» **DOCUMENT TEXT**
All of this is to be implemented in the `Schema._build_collections` method. 

For example, let's add the `Electron` collection to our schema. To do this we also need to import `zip_forms`.

In [4]:
#from coffea.nanoevents.schemas import zip_forms
from coffea.nanoevents.schemas.base import zip_forms #depends on the version of coffea that you are using
class MySchema(BaseSchema):
    """
    my schema
    """
    def __init__(self, base_form):
        super().__init__(base_form)
        self._form["contents"] = self._build_collections(self._form["contents"])

    def _build_collections(self, branch_forms):
        output = {}
        output["Electron"] = zip_forms(
            {
                "pt" : branch_forms["Electron_pt"],
                "eta" : branch_forms ["Electron_eta"] , 
                "phi": branch_forms["Electron_phi"],
                "mass": branch_forms["Electron_mass"],
                #"xx": branch_forms["Electron_xx"],
            },
            "Electron",
        )
        return output

    @property
    def behavior(self):
        """
        Behaviors necessary to implement this schema
        """

» **MATERIAL SHOWN**

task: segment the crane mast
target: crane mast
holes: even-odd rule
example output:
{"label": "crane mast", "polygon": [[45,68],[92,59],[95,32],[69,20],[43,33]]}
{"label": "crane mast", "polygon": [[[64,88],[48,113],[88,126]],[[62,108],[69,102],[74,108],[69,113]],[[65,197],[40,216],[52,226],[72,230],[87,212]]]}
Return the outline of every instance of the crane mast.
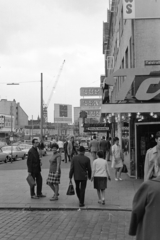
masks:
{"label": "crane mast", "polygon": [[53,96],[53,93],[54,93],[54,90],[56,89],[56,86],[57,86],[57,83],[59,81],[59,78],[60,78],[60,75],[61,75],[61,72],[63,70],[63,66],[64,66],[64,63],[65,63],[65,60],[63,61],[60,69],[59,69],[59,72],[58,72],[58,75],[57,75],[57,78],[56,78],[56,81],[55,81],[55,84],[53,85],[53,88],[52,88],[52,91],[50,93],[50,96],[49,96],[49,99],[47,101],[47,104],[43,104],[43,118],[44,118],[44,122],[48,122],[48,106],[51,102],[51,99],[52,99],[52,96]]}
--
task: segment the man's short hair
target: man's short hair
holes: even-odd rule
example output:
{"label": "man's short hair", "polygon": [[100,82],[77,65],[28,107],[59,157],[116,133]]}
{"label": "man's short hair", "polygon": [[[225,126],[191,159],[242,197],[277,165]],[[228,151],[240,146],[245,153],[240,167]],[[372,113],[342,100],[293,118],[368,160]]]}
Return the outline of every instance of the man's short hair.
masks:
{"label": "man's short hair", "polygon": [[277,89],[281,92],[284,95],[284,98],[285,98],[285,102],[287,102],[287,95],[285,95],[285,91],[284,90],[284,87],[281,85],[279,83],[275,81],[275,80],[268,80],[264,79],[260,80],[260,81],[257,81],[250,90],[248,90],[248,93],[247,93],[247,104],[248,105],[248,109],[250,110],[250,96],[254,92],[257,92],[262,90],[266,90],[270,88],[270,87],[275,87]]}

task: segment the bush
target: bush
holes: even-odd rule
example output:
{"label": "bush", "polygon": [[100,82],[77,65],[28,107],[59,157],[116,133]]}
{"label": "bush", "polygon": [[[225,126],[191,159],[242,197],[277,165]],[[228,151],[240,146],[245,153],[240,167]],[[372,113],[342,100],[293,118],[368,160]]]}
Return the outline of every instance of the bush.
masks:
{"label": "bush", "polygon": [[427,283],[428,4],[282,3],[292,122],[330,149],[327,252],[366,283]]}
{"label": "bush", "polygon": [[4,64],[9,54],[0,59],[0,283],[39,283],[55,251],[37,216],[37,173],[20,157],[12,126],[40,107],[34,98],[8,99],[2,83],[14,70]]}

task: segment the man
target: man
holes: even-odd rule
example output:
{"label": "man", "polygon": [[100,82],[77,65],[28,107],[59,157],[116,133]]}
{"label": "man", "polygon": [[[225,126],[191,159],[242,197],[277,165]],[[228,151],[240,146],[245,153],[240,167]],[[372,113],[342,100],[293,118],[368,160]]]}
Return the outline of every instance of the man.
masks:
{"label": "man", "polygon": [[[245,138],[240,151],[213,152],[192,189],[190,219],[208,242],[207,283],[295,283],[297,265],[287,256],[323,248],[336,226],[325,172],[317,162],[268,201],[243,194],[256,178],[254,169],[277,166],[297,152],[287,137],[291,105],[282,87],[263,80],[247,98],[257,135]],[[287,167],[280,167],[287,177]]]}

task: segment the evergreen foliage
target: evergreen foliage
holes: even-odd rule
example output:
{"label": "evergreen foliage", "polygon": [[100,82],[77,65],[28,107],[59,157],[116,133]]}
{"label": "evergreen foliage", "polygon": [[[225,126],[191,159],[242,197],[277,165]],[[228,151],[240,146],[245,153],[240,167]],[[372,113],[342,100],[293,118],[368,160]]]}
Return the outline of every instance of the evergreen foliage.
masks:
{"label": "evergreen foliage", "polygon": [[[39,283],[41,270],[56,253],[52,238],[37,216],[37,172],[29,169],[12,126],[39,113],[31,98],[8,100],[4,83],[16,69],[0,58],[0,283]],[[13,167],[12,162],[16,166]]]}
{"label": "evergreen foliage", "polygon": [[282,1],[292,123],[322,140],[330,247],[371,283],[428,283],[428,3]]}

» **STATED PROBLEM**
Translate this sentence from the schema text into Spanish: "For example, let's add the `Electron` collection to our schema." Work only from the text about the custom schema; the items are not needed.

» **OUTPUT BELOW**
Por ejemplo, agreguemos la colección `Electron` a nuestro esquema.